● Your task
Word for word, retype the lines from the one containing "# label one point per instance of the finger;" to the last line of the data below, both ends included.

[Image-grounded pointing data]
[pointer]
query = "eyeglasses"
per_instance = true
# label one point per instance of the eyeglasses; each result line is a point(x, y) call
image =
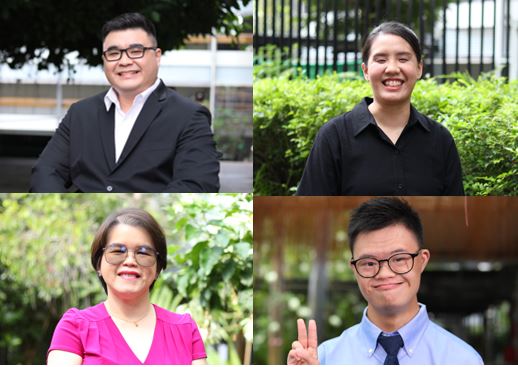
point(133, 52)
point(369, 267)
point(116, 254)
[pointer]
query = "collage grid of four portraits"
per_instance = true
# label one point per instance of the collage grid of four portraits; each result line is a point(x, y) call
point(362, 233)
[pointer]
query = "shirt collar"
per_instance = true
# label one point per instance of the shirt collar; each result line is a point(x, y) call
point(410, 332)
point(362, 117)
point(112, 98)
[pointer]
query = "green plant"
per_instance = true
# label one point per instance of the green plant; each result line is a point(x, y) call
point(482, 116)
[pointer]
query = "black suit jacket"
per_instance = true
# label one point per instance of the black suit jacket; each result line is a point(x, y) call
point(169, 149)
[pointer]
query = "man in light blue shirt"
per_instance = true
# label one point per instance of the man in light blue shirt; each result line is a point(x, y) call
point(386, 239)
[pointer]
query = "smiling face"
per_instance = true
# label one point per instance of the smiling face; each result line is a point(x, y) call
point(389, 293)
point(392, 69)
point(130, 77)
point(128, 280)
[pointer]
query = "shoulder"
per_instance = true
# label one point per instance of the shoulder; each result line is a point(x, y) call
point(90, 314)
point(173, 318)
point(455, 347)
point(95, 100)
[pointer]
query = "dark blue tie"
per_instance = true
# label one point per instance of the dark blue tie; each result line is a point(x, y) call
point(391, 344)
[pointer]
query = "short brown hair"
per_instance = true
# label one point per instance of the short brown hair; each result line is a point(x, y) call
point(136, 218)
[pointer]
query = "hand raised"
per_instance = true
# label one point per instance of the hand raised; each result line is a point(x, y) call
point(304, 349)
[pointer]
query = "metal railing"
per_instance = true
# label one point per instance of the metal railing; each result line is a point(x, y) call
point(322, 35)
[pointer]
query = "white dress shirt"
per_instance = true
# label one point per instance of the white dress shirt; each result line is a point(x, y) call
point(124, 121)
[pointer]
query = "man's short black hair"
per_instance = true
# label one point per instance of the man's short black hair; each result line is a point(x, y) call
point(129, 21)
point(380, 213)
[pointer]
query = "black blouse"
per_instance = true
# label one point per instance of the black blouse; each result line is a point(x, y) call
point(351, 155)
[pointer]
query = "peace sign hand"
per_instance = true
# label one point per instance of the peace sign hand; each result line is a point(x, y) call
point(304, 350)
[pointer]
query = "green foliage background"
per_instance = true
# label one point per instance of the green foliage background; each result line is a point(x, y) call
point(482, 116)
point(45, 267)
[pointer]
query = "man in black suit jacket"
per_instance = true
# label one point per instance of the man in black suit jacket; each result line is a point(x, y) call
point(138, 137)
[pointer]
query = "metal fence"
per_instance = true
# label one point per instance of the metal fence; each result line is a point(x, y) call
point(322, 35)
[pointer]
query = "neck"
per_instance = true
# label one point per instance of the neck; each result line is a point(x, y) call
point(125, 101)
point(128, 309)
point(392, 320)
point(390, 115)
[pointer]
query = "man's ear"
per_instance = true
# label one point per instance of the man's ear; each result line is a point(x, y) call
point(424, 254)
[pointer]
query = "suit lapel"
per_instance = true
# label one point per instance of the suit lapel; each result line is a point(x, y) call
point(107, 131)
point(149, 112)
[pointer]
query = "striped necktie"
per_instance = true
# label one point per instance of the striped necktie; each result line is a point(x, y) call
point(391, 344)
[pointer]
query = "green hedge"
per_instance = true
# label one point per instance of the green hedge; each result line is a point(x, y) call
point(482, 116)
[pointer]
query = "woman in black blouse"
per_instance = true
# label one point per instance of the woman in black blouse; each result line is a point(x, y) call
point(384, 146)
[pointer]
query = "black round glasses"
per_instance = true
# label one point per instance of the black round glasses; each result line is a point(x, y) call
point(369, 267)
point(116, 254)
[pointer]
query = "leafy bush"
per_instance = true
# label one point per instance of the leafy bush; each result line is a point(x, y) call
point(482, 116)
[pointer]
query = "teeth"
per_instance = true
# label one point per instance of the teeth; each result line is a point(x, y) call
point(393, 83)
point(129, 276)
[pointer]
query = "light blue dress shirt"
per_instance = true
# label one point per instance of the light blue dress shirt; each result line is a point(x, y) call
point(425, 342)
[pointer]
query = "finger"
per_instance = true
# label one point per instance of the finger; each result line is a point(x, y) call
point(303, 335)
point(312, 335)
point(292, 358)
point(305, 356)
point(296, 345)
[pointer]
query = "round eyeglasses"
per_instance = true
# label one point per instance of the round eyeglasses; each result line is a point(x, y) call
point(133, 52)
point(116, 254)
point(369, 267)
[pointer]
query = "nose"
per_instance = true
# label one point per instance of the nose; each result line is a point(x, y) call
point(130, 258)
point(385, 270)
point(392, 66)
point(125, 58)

● Solution to the exercise
# label one point per instance of the finger; each result line is a point(x, y) call
point(303, 335)
point(312, 335)
point(292, 358)
point(305, 356)
point(296, 345)
[pointer]
query = "round eyeglasses"
per_instance = true
# label one point per instance of the round eyeglasses; each result line is a point(x, y) call
point(133, 52)
point(116, 254)
point(369, 267)
[pointer]
query = "nose"
per_instance = true
# label one point per instance of the nose; each result line is a point(x, y) call
point(130, 258)
point(385, 270)
point(392, 66)
point(125, 58)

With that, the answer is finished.